◆ Data records ◆
# # # # #

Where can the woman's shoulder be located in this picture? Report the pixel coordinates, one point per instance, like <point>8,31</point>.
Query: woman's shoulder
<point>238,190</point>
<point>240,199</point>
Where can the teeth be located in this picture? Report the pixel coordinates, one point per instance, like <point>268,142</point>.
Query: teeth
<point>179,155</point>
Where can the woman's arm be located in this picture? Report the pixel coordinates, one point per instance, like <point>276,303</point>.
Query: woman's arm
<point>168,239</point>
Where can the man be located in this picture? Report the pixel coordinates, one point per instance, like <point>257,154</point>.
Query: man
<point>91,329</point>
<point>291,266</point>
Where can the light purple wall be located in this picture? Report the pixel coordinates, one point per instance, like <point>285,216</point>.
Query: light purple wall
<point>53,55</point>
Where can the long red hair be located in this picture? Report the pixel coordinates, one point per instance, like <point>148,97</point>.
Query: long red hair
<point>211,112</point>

# # # # #

◆ Your goal ◆
Can you reproduce, character for character, the stretch of the listing from the line containing "Where can the woman's arm" through the line containing "<point>291,266</point>", both ends included, and output nothing besides those lines?

◆ Solution ◆
Where can the woman's arm be located in this picture? Report the pixel coordinates, one point per instance, like <point>276,303</point>.
Query: woman's arm
<point>168,239</point>
Where can the man be located in this picture? Report the pixel coordinates, one point per instance, like <point>257,154</point>.
Query: man
<point>91,329</point>
<point>291,266</point>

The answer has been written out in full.